▶ _EXERCISE INPUT_:
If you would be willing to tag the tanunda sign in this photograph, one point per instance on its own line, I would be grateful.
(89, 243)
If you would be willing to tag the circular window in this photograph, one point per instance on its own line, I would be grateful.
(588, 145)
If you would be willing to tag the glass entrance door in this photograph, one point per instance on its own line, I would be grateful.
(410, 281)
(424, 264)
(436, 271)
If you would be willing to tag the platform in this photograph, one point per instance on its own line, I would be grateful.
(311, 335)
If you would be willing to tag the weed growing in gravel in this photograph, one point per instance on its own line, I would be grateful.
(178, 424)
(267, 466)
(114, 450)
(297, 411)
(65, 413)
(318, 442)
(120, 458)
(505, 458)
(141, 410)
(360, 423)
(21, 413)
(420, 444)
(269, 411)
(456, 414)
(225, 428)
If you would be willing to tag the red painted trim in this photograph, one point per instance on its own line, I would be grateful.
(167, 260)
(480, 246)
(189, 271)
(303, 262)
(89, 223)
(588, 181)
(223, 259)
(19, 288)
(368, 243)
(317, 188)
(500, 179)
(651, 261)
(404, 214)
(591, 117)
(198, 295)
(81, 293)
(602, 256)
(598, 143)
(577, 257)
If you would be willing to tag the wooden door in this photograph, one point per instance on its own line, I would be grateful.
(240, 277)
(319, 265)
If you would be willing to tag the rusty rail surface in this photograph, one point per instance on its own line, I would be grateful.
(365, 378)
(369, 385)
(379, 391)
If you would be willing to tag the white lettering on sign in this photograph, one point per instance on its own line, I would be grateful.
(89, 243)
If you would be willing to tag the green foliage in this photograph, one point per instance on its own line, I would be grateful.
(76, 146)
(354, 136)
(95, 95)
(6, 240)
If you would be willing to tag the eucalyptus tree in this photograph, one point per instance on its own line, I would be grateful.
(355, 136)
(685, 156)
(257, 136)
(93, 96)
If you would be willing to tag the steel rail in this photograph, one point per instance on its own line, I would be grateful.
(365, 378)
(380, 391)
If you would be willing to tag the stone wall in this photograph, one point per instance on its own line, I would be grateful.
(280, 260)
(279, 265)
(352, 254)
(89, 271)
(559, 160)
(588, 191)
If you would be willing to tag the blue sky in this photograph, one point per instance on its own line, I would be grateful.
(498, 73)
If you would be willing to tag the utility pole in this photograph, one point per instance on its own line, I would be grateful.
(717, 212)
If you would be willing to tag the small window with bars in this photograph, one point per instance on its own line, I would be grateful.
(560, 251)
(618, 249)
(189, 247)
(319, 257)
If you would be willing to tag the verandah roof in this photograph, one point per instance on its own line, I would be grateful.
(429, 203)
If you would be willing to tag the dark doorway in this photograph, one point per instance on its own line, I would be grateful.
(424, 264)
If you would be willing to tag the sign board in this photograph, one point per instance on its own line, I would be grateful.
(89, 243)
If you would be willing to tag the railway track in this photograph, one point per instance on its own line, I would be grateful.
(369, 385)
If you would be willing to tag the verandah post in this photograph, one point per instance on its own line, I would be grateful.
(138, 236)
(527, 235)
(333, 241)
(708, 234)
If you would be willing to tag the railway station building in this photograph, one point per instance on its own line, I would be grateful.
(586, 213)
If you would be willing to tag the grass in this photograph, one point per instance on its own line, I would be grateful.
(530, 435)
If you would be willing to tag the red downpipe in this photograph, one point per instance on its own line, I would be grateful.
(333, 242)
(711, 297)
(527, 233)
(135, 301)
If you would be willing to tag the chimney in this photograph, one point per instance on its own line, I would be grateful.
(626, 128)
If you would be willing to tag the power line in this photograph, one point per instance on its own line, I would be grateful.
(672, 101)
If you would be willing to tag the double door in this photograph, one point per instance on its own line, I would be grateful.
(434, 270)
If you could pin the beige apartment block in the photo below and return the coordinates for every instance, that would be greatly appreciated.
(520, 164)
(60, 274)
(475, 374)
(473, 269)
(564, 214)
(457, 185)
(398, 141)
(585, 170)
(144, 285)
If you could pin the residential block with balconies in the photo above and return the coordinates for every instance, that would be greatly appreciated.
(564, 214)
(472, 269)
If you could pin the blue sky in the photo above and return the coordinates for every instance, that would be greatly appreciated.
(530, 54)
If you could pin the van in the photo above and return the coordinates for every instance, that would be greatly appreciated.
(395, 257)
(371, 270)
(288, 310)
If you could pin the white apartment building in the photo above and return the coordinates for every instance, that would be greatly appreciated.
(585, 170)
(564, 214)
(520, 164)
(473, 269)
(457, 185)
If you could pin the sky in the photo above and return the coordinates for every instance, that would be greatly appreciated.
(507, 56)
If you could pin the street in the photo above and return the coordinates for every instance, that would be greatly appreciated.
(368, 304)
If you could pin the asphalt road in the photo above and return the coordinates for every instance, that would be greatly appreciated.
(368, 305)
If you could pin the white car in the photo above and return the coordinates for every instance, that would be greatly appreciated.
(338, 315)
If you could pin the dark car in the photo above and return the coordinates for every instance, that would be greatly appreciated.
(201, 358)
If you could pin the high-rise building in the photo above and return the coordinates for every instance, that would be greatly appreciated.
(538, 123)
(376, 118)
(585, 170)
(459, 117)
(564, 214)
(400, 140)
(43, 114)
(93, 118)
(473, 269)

▶ _WHAT YOU ARE ASKED TO DO_: Give an exact copy of every line from the one holding "If you could pin the dark" through the end of the records, both included, and no other lines.

▶ _SOLUTION FOR THIS PROBLEM_:
If you could pin the dark car in the photo above and return the coordinates for every instance, that would be greatly appreciated.
(201, 358)
If you could pin the high-rise building in the photo above and return the coordinates for every instance, that would be greatly appreciated.
(538, 123)
(376, 118)
(585, 170)
(459, 117)
(564, 214)
(400, 140)
(43, 114)
(93, 118)
(473, 269)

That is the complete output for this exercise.